» Dataset records
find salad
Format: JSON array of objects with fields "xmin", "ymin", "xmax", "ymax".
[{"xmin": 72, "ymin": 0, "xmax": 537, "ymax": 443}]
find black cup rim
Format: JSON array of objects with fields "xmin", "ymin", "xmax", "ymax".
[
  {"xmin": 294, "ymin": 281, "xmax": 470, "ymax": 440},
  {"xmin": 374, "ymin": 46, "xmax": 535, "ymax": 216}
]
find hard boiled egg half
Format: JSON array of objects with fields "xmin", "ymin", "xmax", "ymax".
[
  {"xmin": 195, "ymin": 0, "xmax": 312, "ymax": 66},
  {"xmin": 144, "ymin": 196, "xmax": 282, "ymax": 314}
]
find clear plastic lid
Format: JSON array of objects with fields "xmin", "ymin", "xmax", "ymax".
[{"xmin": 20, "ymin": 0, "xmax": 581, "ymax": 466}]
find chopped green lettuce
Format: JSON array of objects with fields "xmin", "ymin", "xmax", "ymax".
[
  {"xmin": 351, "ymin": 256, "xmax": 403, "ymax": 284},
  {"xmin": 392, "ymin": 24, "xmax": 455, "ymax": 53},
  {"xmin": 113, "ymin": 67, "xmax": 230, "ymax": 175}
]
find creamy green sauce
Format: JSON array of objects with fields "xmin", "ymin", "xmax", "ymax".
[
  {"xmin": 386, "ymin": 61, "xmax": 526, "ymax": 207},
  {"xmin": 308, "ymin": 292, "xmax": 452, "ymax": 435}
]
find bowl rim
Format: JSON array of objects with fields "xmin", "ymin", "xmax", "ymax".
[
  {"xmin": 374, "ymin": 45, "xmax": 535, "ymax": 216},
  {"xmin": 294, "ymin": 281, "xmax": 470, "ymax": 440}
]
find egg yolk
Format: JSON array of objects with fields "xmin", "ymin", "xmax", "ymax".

» Exercise description
Retype, exactly as written, each line from the one that has "find creamy green sauce" to the bottom of the entries above, and include both of those lines.

» Task result
find creamy green sauce
Format: JSON array of objects with fields "xmin", "ymin", "xmax", "ymax".
[
  {"xmin": 386, "ymin": 61, "xmax": 526, "ymax": 207},
  {"xmin": 308, "ymin": 292, "xmax": 452, "ymax": 435}
]
find bowl rim
Format: JSON array of objects with fields "xmin", "ymin", "xmax", "ymax".
[
  {"xmin": 374, "ymin": 45, "xmax": 535, "ymax": 216},
  {"xmin": 294, "ymin": 281, "xmax": 470, "ymax": 440}
]
find egg yolk
Format: JSON array of objects with fields "xmin", "ymin", "xmax", "ymax".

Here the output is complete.